=== EXERCISE MATERIALS ===

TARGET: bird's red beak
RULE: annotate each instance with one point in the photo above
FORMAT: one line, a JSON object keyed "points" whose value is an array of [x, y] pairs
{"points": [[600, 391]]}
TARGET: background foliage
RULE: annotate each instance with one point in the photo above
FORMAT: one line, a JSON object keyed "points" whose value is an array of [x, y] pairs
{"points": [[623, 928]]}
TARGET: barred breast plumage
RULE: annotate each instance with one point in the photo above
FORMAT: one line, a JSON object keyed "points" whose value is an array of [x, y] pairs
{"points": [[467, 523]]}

===
=== EXERCISE MATERIALS ===

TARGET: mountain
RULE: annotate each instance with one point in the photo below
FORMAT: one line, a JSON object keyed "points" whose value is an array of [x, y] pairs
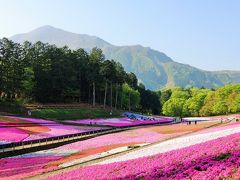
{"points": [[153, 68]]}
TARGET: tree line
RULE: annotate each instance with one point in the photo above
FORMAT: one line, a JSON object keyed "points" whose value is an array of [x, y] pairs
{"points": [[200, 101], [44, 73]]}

===

- REQUIRED ACTION: Show every line from the listing above in which the string "TARGET" appears.

- RESPONSE TO THE EXERCISE:
TARGET: bird's red beak
TARGET: background foliage
TARGET: barred breast plumage
TARGET: mountain
TARGET: tree line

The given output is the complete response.